>> Begin Reading text

Aws-sdk-java-v2: Line-by-line publisher of S3 object content

Created on 13 May 2019 · 9Comments · Source: aws/aws-sdk-java-v2

Does the current version of the SDK support returning the content of an S3 object reactively in a Publisher line by line similar to for example Athena pagination?

feature-request

Source

martin-tarjanyi

👍2

Most helpful comment

I'm struggling with this too, I have code that does some S3 operations that I want to be able to do asynchronously, but for some of them the result needs to be handed off to for example Commons CSV that expects a Reader. I have written an AsyncResponseTransformer implementation that uses a LinkedBlockingQueue internally to present a InputStream interface, but I'm struggling with how to use the API correctly.

Specifically, when subscribing and requesting more, what is the unit of the Subscription#request call? Is it bytes? Is it calls to #onNext? Is there any way to know or control the size of the chunks passed to #onNext? I haven't been able to figure this out.

For me, it would obviously be much easier if there was an SDK implementation that would give me an InputStream or Reader from an asynchronous call, or like @zoewangg is requesting, a Publisher that managed buffering and produced lines, or custom sized chunks.

iconara on 17 May 2019

👍3

All 9 comments

You can use S3AsyncClient and provide your own AsyncResponseTransformer.

>> End Reading text

**Given instruction 1**
Reproduce verbatim the passage of the S3 SDK thread between "Specifically, when subscribing" and "figure this out.", inclusive.
**Given instruction 2**
Translate this sentence from the S3 SDK thread into Spanish: "You can use S3AsyncClient and provide your own AsyncResponseTransformer."
**Given instruction 3**
Extend the thread on line-by-line publishing of S3 object content, picking up after its final reply.

>> Begin Supplied entries

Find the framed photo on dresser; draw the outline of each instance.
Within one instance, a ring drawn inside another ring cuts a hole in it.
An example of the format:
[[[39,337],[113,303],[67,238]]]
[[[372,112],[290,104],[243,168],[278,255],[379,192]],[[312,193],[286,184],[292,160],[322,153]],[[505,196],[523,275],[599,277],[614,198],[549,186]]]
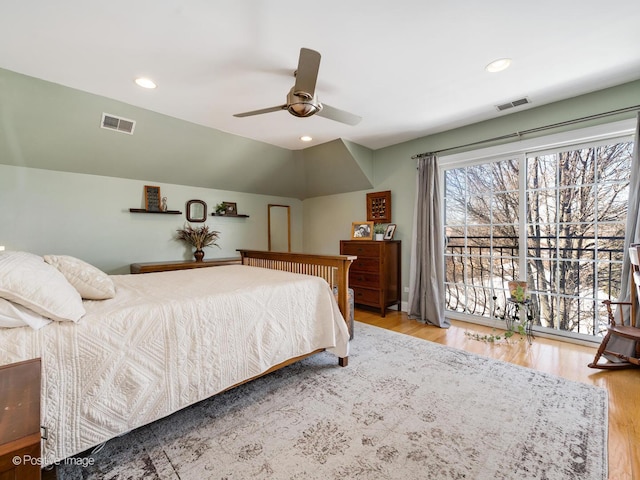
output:
[[[373,222],[353,222],[351,240],[373,240]]]

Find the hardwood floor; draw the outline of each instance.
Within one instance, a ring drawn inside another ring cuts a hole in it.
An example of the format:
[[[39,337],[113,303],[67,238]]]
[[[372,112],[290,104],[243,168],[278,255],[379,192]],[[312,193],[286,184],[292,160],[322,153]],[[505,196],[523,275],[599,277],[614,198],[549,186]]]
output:
[[[532,345],[495,345],[473,340],[466,331],[491,333],[490,327],[453,321],[448,329],[410,320],[387,310],[386,317],[356,308],[355,319],[432,342],[533,368],[569,380],[604,387],[609,392],[609,480],[640,480],[640,369],[617,371],[587,367],[595,348],[536,338]],[[356,329],[356,338],[358,332]]]

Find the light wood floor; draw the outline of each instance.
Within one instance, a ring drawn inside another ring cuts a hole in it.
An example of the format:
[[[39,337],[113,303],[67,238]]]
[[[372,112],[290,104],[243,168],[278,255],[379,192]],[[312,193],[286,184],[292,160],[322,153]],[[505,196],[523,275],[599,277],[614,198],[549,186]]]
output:
[[[595,348],[536,338],[532,345],[517,342],[492,345],[473,340],[466,331],[491,333],[490,327],[452,322],[448,329],[424,325],[406,313],[387,310],[385,318],[356,308],[355,319],[479,355],[534,368],[559,377],[604,387],[609,391],[609,480],[640,480],[640,369],[617,371],[587,367]],[[356,330],[357,335],[357,330]]]

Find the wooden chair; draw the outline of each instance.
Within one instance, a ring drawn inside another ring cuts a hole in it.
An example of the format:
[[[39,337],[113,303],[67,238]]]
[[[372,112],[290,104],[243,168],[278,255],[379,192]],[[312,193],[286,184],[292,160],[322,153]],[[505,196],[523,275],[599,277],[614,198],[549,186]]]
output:
[[[631,262],[631,301],[612,302],[605,300],[607,313],[609,314],[609,326],[607,334],[602,339],[600,348],[596,353],[591,368],[618,369],[640,367],[640,328],[634,326],[637,319],[638,301],[640,299],[640,245],[634,244],[629,248],[629,260]],[[616,323],[613,307],[618,307],[620,322]],[[623,306],[631,307],[630,325],[624,324]],[[608,362],[598,363],[601,357]]]

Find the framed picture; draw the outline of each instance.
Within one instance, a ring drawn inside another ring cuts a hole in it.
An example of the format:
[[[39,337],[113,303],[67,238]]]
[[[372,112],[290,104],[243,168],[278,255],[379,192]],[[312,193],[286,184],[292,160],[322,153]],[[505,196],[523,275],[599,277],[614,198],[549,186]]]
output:
[[[391,190],[367,193],[367,220],[391,223]]]
[[[144,209],[148,212],[160,212],[160,187],[144,186]]]
[[[224,206],[224,214],[225,215],[237,215],[238,214],[238,206],[235,202],[222,202]]]
[[[353,222],[351,240],[373,240],[373,222]]]
[[[387,229],[384,232],[384,239],[385,240],[393,240],[393,234],[396,233],[396,224],[395,223],[390,223],[389,225],[387,225]]]

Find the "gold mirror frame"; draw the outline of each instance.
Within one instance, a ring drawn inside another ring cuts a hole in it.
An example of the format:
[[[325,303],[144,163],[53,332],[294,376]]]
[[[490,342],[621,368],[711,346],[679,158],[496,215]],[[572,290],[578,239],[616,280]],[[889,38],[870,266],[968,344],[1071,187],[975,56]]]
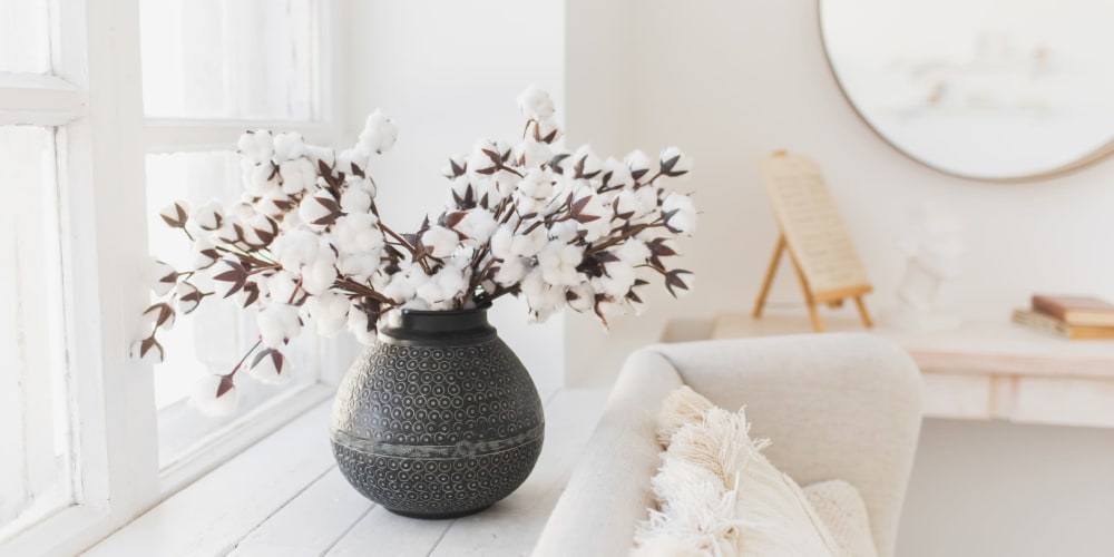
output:
[[[848,104],[848,106],[851,107],[852,110],[854,110],[854,114],[859,117],[859,119],[863,124],[866,124],[868,128],[870,128],[870,131],[873,133],[877,137],[879,137],[887,145],[889,145],[893,150],[900,153],[901,155],[903,155],[905,157],[909,158],[910,160],[913,160],[913,162],[920,164],[921,166],[925,166],[926,168],[930,168],[930,169],[936,170],[936,172],[938,172],[940,174],[945,174],[947,176],[952,176],[952,177],[956,177],[956,178],[962,178],[962,179],[969,179],[969,180],[977,180],[977,182],[1010,184],[1010,183],[1037,182],[1037,180],[1042,180],[1042,179],[1046,179],[1046,178],[1063,176],[1065,174],[1069,174],[1069,173],[1073,173],[1075,170],[1078,170],[1078,169],[1085,168],[1087,166],[1091,166],[1091,165],[1093,165],[1093,164],[1102,160],[1103,158],[1106,158],[1111,154],[1114,154],[1114,130],[1112,130],[1112,137],[1111,137],[1110,140],[1107,140],[1105,144],[1101,144],[1100,146],[1097,146],[1096,148],[1094,148],[1089,153],[1087,153],[1085,155],[1082,155],[1079,158],[1077,158],[1076,160],[1074,160],[1072,163],[1068,163],[1068,164],[1065,164],[1065,165],[1062,165],[1062,166],[1058,166],[1058,167],[1055,167],[1055,168],[1049,168],[1047,170],[1042,170],[1042,172],[1032,173],[1032,174],[1013,175],[1013,176],[978,176],[978,175],[962,174],[962,173],[959,173],[959,172],[954,172],[954,170],[950,170],[950,169],[937,166],[936,164],[932,164],[932,163],[926,160],[925,158],[919,157],[919,156],[917,156],[913,153],[910,153],[909,150],[902,148],[897,143],[895,143],[892,139],[890,139],[886,134],[883,134],[882,131],[880,131],[873,124],[871,124],[870,118],[868,118],[867,115],[863,114],[863,111],[854,102],[854,100],[851,98],[850,91],[848,90],[847,86],[843,84],[843,80],[840,79],[839,72],[836,70],[836,63],[832,60],[831,51],[830,51],[830,49],[828,47],[828,38],[824,35],[824,21],[823,21],[823,8],[822,8],[823,2],[824,2],[824,0],[817,0],[817,4],[815,4],[815,7],[817,7],[817,32],[820,36],[820,45],[821,45],[821,47],[824,50],[824,62],[828,66],[828,72],[831,75],[832,79],[836,81],[837,86],[839,87],[840,92],[843,96],[843,100]]]

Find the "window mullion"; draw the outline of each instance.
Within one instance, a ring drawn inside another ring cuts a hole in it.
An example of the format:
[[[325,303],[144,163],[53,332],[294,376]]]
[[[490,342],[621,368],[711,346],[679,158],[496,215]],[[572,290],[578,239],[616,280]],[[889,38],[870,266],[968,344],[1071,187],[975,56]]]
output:
[[[65,0],[59,0],[65,2]],[[86,117],[65,128],[59,190],[68,363],[80,469],[79,502],[107,520],[88,545],[158,498],[158,460],[150,369],[128,356],[146,304],[143,102],[136,2],[86,0],[85,18],[63,19],[87,33]],[[67,9],[70,6],[67,3]],[[59,53],[67,60],[70,52]]]

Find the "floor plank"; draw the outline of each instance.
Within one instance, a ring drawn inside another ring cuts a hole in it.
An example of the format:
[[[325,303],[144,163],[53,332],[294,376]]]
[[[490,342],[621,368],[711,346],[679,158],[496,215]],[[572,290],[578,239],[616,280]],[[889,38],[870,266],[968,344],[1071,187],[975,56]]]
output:
[[[86,557],[222,556],[333,462],[323,403],[137,518]]]
[[[252,530],[229,557],[322,555],[374,504],[349,485],[335,466],[278,512]]]
[[[546,407],[541,456],[522,487],[480,514],[458,518],[430,555],[529,555],[603,414],[607,394],[607,389],[558,392]]]
[[[377,506],[325,554],[326,557],[414,557],[429,555],[452,520],[400,517]]]

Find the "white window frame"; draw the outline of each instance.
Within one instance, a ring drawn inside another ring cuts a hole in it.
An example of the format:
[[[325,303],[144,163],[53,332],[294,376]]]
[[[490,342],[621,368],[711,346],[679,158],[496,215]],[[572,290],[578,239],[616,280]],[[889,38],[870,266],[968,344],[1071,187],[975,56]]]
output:
[[[316,384],[282,395],[159,470],[153,370],[128,355],[149,304],[145,155],[227,149],[247,128],[334,144],[340,118],[332,32],[319,0],[315,119],[152,120],[143,114],[137,1],[50,0],[50,76],[0,72],[0,125],[56,127],[66,375],[75,502],[0,541],[0,555],[76,555],[331,395],[346,350],[322,343]],[[350,352],[349,352],[350,353]]]

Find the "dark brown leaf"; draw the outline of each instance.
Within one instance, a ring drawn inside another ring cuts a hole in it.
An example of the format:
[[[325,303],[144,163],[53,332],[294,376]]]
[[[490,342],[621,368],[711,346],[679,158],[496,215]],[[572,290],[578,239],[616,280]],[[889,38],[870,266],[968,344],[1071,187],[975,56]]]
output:
[[[677,165],[677,160],[681,160],[681,155],[676,155],[670,159],[662,160],[662,174],[666,176],[672,176],[670,172],[672,172],[673,167]]]
[[[247,270],[244,268],[244,266],[241,265],[240,262],[237,261],[233,260],[223,260],[223,261],[231,268],[218,275],[215,275],[213,280],[233,283],[232,289],[229,289],[228,293],[224,295],[224,297],[228,297],[235,294],[236,292],[240,292],[240,289],[244,287],[244,284],[247,282]]]
[[[221,375],[221,384],[216,388],[216,398],[224,397],[224,393],[231,391],[234,387],[236,387],[236,381],[232,379],[232,373]]]
[[[172,227],[172,228],[185,228],[186,227],[186,221],[189,219],[189,215],[186,214],[186,209],[183,208],[182,205],[178,205],[177,203],[175,203],[174,204],[174,212],[175,212],[174,218],[167,217],[166,215],[163,215],[163,214],[159,214],[159,216],[163,217],[163,222],[165,222],[166,225],[169,226],[169,227]]]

>> End Supplied entries

**Task response 1**
Specifically, when subscribing and requesting more, what is the unit of the Subscription#request call? Is it bytes? Is it calls to #onNext? Is there any way to know or control the size of the chunks passed to #onNext? I haven't been able to figure this out.

**Task response 2**
Puedes usar S3AsyncClient y proporcionar tu propio AsyncResponseTransformer.

**Task response 3**
Example:
https://github.com/aws/aws-sdk-java-v2/blob/31a17674db790f13173c66278e909c1775f4a5c4/services/s3/src/it/java/software/amazon/awssdk/services/s3/GetObjectAsyncIntegrationTest.java#L104

zoewangg on 14 May 2019

I see. And do you have plan to add an async response transfomer which exposes the ByteBuffer publisher?

I'm thinking about something like this:

public class ByteBufferSdkPublisherAsyncResponseTransformer<T extends SdkResponse>
        implements AsyncResponseTransformer<T, PublisherWrapper<T, ByteBuffer>>
{
    private volatile CompletableFuture<SdkPublisher<ByteBuffer>> cf;
    private volatile T response;

    @Override
    public CompletableFuture<PublisherWrapper<T, ByteBuffer>> prepare()
    {
        cf = new CompletableFuture<>();

        return cf.thenApply(publisher -> new PublisherWrapper<>(publisher, response));
    }

    @Override
    public void onResponse(T response)
    {
        this.response = response;
    }

    @Override
    public void onStream(SdkPublisher<ByteBuffer> publisher)
    {
        cf.complete(publisher);
    }

    @Override
    public void exceptionOccurred(Throwable error)
    {
        cf.completeExceptionally(error);
    }
}

Although, the ByteBuffer inside the CompletableFuture is not very nice to say the least. Instead I would imagine a method (getObjectByteBufferStream) in the S3AsyncClient class which could return SdkPublisher<ByteArray>.

What do you think?

martin-tarjanyi on 14 May 2019

Hmm, can you tell us a bit more of your use case? We might consider adding it if that's a common use case.

zoewangg on 15 May 2019

👍1

Sure.
I have a text file in s3 which contains separate/individual data in each line like this:

useful information 1
useful information 2
useful information 3
...

The file is quite big, so I wouldn't like to load the whole file into memory. Instead, I would like to process it reactively line by line with backpressure.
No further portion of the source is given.